* begin *

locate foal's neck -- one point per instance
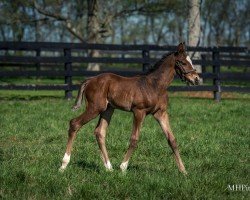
(164, 75)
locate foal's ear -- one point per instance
(181, 47)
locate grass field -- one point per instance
(213, 139)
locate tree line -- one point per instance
(224, 22)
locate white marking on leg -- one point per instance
(190, 61)
(124, 166)
(108, 166)
(65, 162)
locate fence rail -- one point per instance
(43, 59)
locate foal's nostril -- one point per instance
(197, 80)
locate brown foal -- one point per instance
(142, 95)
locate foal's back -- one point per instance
(125, 93)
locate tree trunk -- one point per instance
(93, 28)
(194, 28)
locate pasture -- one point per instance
(213, 139)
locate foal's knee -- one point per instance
(133, 142)
(74, 125)
(172, 143)
(99, 136)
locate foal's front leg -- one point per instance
(100, 133)
(138, 119)
(162, 118)
(74, 126)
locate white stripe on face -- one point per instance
(190, 61)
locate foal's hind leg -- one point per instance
(162, 118)
(75, 125)
(138, 119)
(100, 133)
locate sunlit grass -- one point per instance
(213, 139)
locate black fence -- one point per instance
(69, 60)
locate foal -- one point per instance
(142, 95)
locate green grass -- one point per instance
(213, 139)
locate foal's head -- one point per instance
(184, 67)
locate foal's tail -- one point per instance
(79, 98)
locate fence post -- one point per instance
(203, 66)
(38, 64)
(68, 73)
(216, 70)
(146, 64)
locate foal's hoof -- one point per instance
(75, 108)
(124, 166)
(184, 172)
(61, 169)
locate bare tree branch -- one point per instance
(66, 21)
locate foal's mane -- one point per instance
(158, 63)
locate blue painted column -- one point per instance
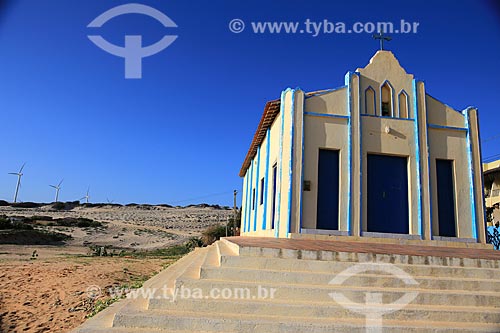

* end *

→ Task:
Pull out every line of the records above that contains the word "grass", and list those lines in the order they appear.

→ The output:
locate grass field -- one point per instance
locate sunlit grass -- one point per instance
locate green grass -- one point per instance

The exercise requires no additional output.